Stated goal → Edit the lines below so that every "Place a dot" becomes "Put a point", leaving everything else as it is.

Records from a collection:
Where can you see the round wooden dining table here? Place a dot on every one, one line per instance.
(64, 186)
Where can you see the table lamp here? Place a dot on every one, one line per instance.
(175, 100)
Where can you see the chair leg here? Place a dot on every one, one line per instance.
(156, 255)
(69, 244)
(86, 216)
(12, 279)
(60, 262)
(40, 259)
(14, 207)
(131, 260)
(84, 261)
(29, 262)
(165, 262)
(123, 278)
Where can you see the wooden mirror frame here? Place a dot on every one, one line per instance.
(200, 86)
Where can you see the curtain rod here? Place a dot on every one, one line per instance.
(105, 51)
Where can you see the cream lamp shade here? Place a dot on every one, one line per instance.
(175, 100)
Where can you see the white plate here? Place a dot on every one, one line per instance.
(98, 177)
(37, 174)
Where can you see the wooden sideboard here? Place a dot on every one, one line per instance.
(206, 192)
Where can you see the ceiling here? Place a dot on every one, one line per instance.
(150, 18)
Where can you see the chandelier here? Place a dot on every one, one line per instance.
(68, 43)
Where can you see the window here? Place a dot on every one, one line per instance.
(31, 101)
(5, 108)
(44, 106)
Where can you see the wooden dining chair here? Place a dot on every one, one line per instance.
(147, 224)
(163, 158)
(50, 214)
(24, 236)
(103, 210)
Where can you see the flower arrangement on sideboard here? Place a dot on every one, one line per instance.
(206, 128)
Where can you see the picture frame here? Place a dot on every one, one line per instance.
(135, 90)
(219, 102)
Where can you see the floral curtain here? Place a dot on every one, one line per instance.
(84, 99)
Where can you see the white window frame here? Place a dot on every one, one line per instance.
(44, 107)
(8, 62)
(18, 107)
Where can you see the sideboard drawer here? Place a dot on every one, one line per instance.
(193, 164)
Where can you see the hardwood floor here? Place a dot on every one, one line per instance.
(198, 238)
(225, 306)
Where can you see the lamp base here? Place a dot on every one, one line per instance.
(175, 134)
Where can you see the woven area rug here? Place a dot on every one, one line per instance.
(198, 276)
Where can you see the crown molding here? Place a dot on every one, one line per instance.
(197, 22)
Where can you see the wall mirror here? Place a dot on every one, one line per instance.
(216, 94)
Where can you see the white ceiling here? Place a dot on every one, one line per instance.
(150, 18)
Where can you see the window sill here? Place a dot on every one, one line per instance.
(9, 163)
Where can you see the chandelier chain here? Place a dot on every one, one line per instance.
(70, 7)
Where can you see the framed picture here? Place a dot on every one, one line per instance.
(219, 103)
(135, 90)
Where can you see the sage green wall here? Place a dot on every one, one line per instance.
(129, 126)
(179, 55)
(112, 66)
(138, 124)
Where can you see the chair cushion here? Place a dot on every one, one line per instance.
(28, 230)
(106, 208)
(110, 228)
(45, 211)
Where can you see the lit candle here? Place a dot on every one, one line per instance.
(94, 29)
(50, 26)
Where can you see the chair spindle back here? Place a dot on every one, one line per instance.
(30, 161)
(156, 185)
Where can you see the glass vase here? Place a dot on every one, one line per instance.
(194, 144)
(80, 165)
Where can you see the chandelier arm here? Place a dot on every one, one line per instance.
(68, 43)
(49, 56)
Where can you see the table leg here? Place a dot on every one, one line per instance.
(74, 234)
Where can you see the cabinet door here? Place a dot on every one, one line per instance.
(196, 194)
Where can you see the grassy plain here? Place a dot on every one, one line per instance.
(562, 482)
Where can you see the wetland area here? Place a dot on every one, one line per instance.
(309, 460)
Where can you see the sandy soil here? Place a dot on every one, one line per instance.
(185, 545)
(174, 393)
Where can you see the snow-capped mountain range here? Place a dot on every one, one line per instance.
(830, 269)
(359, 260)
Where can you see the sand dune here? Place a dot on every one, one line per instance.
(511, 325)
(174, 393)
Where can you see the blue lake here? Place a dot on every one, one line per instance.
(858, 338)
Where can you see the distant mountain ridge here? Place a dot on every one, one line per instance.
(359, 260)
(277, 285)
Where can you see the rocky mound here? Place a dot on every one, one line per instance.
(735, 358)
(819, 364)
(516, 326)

Task output →
Where can you see the round wooden dining table here? Put a point on every one, one line per instance.
(64, 186)
Where can you see the table lamp here? Put a point on every one, one line per instance.
(175, 100)
Where can you see the chair leg here? Put a point on every one, one line per instance.
(156, 255)
(69, 244)
(86, 216)
(12, 279)
(60, 262)
(40, 259)
(14, 207)
(131, 260)
(84, 261)
(29, 262)
(165, 262)
(123, 278)
Where can you see the wooden mirror frame here? Put a point on every one, one line per instance.
(200, 86)
Where can you see the curtain rod here? Put a point on every one, one line per instance.
(105, 51)
Where can you see the cream lamp shade here? Put a point on every one, one line per instance.
(175, 100)
Where can you see the white plate here? Put a point on every one, one line per instance.
(98, 177)
(37, 174)
Where can you see the wooden sideboard here? Put a point on every one, one line per instance.
(206, 192)
Where can you see the ceiling here? Put a point on every one, one line per instance.
(150, 18)
Where can you see the chandelier here? Put a point on every one, one line per instance.
(68, 43)
Where can you see the window here? Put a point on every one, one line per instance.
(31, 101)
(5, 108)
(44, 106)
Where can you see the wooden dining chair here? Put a point on every one, one line per instance.
(147, 224)
(163, 158)
(50, 214)
(24, 236)
(103, 210)
Where can you see the flower arrangement on sideboard here? Put a point on every one, one line per instance.
(206, 128)
Where can you see the picture frame here? Put a point on every one, one line per instance.
(135, 90)
(219, 102)
Where can you see the floral curtain here? Put a point on every one, one line per instance.
(84, 99)
Where can you see the white window frame here? Put a point on every one, one line per instance.
(44, 107)
(8, 62)
(18, 107)
Where can you see the sideboard drawer here? Put a point on every one, one line per instance.
(193, 164)
Where can you see the hardwood floor here? Put a point on every one, one line per instance.
(198, 238)
(225, 306)
Where can you see the lamp base here? Put a point on every one, one line per instance.
(175, 134)
Where can you see the woven area rug here? Put a point on every one, one line per instance.
(198, 276)
Where can you see the crown molding here? Put a point on every one, one line per instance.
(197, 22)
Where can you see the wall mirror here? Put a point on every one, one line per instance.
(216, 94)
Where can you see the white ceiling here? Put a point on every one, one line per instance.
(150, 18)
Where can you see the window sill here? Put a point on every one, one line per instance.
(9, 163)
Where can you see the chandelier chain here? Put a point on every one, one line per instance.
(70, 7)
Where can you see the framed picture here? Put a point on every one, one line per instance.
(219, 103)
(135, 90)
Where can you see the sage green wall here? Put a point on every one, one line per instance.
(129, 126)
(179, 55)
(112, 66)
(138, 124)
Where can you see the chair cushion here? Put a point on every one, one line per instance.
(28, 230)
(106, 208)
(110, 228)
(45, 211)
Where can you see the lit candle here? Put a point on every one, one line per instance.
(94, 29)
(50, 26)
Where can you see the chair spindle back here? Put a point on every one, one line per instance.
(30, 161)
(156, 185)
Where can you see the glass vase here? Put a point on every one, one line per instance.
(194, 144)
(80, 165)
Where can you see the chandelier arm here? Put a point on every one, one line per instance.
(68, 43)
(49, 56)
Where can you see the table leg here? Put a point on every one, one line per instance.
(74, 234)
Where can you see the cabinet door here? Put a point on every one, one line per instance.
(196, 194)
Where can you see the grassy plain here? Put a point on every one, one line per instance.
(562, 482)
Where can you see the wetland area here? Put a point on every one, one line per instance.
(309, 460)
Where can you see the sandy soil here? Put a point on every one, one line per instance.
(185, 545)
(174, 393)
Where can you see the snow-capped mountain range here? Put a point on every one, one line per instance.
(830, 269)
(359, 260)
Where can you see the sand dune here? Put a point on every one, one line per instance.
(511, 325)
(174, 393)
Where can you see the blue lake here? Put a point on every one, one line per instance.
(858, 338)
Where can you see the distant mountain ridge here? Put a point on every one, one line per instance.
(359, 260)
(277, 285)
Where can you see the rocky mound here? Put a point on every one, one line per instance.
(735, 358)
(819, 364)
(516, 326)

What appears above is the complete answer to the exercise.